SELECTED PASSAGE:
++++++++
Those active in the fight against the nation’s opioid crisis have yet another thing to worry about: opioid lollipops.
Now, a former pharmaceutical sales representative has taken on the role of whistleblower, revealing what he knows about off-label marketing of the dangerous and addictive form of fentanyl.
Bruce Boise, who formerly worked as a pharmaceutical sales rep for Cephalon, was the person responsible for exposing the company’s off-label marketing of its product. Called Actiq, the product contains fentanyl, a painkiller 100 times more powerful than morphine, and delivers it in a format made to be used like a lollipop.
Boise’s case began when he refused to follow his employer’s orders to convince doctors to prescribe Actiq and other drugs for off-label use. He claimed he had concerns the sales practices were illegal and that off-label prescriptions of Actiq were dangerous for patients. When his concerns were not addressed and marketing policies were not changed, Boise contacted the Food and Drug Administration (FDA) to inform them of what the company was doing.
Boise has since been public with his claims and has spoken to several news outlets, including CBS This Morning. His story was recently featured on Whistleblower, hosted by Judge Alex Ferrer. Ferrer referred to Boise and his lawsuit as “the canary in the coal mine” in the fight again opioid addiction.
What is Actiq?
Actiq (fentanyl citrate) is an opioid pain medication approved by the FDA to treat pain experienced by cancer patients. It is not intended for treating any other type of pain, including post-surgical and migraine pain.
Doctors sometimes prescribe medications for off-label use – a legal action – but pharmaceutical companies are not permitted to market the drugs or encourage these actions. Doing so is illegal.
Boise claims he decided to report Cephalon’s actions to authorities before he was aware of the False Claims Act and the protection he would receive because of it. He hadn’t even hired a lawyer when he contacted the US Food and Drug Administration and filed his report. He claimed that his employer had conducted improper sales and marketing of Actiq, as well as other medications.
After his report, Boise was asked to wear an FBI wire and assist the agency in gathering evidence that he collected at a sales conference hosted by Cephalon.
++++++++
[Excerpts from a dataset]
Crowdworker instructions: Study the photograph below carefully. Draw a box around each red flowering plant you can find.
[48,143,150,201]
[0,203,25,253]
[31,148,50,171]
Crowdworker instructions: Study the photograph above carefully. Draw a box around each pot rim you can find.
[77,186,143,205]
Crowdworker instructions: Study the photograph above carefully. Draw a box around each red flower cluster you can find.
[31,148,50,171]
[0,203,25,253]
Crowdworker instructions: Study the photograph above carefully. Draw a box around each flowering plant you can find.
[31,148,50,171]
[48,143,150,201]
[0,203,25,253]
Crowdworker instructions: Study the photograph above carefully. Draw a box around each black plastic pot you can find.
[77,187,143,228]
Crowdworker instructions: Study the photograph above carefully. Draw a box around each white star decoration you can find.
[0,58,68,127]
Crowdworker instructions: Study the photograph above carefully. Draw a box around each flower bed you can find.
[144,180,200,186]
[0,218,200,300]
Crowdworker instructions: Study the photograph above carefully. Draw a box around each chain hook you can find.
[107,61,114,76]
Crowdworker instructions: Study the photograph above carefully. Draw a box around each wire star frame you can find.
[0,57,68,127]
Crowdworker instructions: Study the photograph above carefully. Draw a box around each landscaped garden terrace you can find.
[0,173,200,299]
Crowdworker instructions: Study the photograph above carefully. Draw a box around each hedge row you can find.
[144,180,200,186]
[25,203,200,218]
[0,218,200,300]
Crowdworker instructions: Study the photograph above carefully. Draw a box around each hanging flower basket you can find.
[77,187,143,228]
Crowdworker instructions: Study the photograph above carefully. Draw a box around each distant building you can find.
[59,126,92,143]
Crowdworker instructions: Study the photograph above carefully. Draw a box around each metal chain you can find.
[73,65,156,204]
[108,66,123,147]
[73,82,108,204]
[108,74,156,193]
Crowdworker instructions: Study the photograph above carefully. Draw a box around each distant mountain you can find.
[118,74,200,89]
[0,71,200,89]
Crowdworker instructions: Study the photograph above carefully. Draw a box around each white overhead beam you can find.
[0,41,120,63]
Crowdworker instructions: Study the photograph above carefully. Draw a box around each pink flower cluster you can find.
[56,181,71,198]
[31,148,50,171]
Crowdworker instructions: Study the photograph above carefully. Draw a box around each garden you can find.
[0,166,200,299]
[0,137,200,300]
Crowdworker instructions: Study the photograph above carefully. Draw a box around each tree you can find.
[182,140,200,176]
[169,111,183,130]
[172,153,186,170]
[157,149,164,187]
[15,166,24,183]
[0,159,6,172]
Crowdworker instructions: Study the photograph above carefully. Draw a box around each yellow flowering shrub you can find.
++++++++
ASSIGNMENT:
Write the next portion of the article about the former sales representative who reported Cephalon's off-label marketing of Actiq, beginning right after its last sentence.

OUTPUT BELOW:
Cephalon became aware that Boise was a whistleblower and terminated his position, despite his impressive sales record. The company blackballed him and he was unable to find another position in the pharmaceutical industry. This led to the loss of his healthcare coverage and ultimately, his home.
Realizing he had no prospects in the industry in which he had knowledge and experience, Boise learned about the False Claims Act and the protections and opportunities it could provide for him. He contacted an attorney and was able to file a qui tam lawsuit against Cephalon which resulted in $425 million in penalties against Cephalon. A criminal charge was also levied against the company.
Whistleblower Laws Provide Protection to People Who Report Off-Label Marketing Efforts by Drug Companies
According to whistleblower laws, those who report wrongdoing to government officials and whose report results in a penalty of $1 million or more are eligible to receive compensation for their report. They also receive protection against retaliation.
Boise and his attorneys say he is honored that his efforts were recognized and his sacrifices were acknowledged publicly. The CBS report also drew attention to the challenges whistleblowers face, as well as the role they plan in helping stop wrongdoing.
Boise’s lawsuit was not the first filed against Cephalon because of how it has marketed Actiq. In 2009, the company persuaded a judge to dismiss a lawsuit filed by a shareholder for promoting the drug as “an ER on a stick” and encouraging patients and doctors to use it for treating migraine headaches.
That lawsuit came in the years after Cephalon had acquired Actiq from Anesta, the original manufacturer, in 2000 and by 2002 had increased Actiq sales by 92 percent.
A class-action lawsuit was filed against the company in 2013 for related issues.
People who have information about wrongdoing concerning pharmaceutical sales and marketing or other products are encouraged to reach out to government authorities and report what they know. Doing so could make them eligible for legal protection and financial compensation.